_Information shown_

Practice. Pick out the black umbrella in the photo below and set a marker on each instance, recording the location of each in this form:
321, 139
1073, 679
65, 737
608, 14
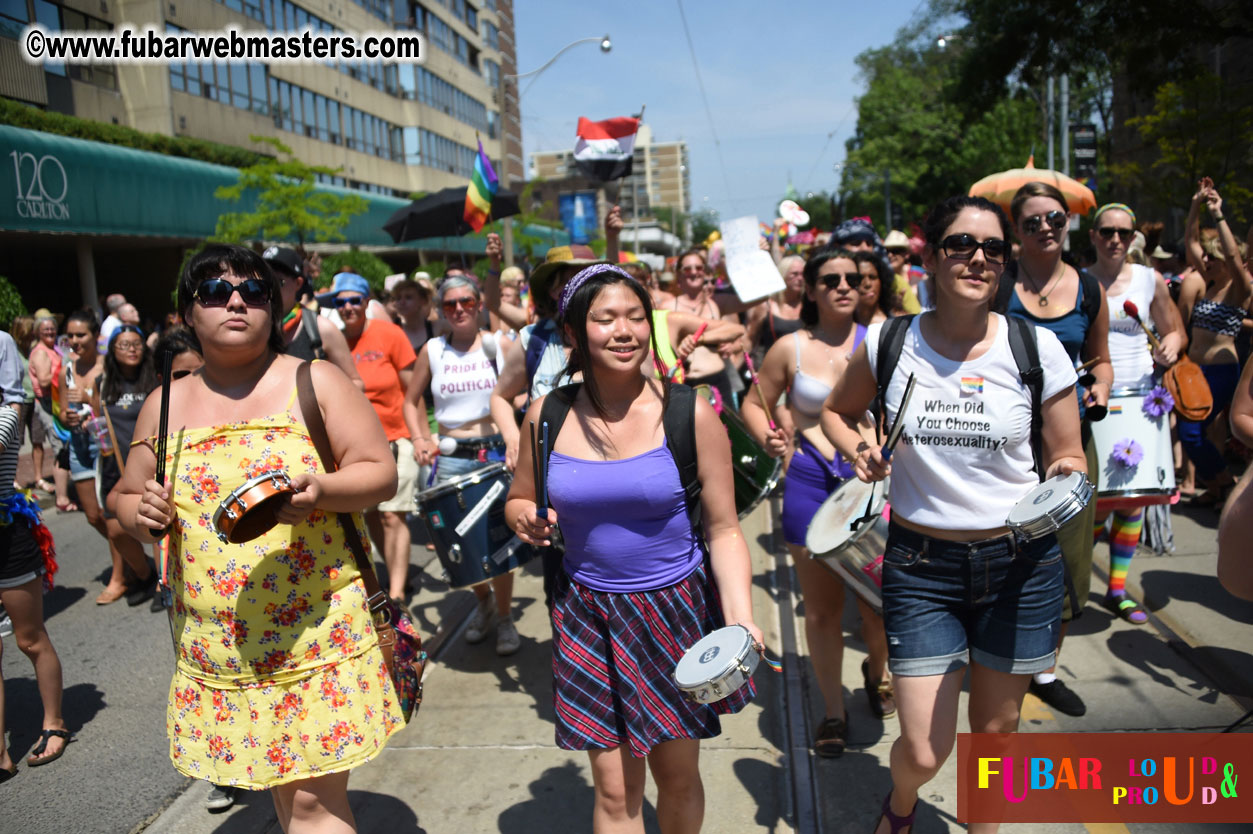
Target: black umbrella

_Prompt_
Copy out every line of the records above word for word, leaving out the pictures.

_Result of this exercise_
Practice. Pick out the black umbrella in the photo below and set a marker on each instance, recording the location of each in this form:
321, 139
1073, 679
65, 737
608, 14
Target: black umbrella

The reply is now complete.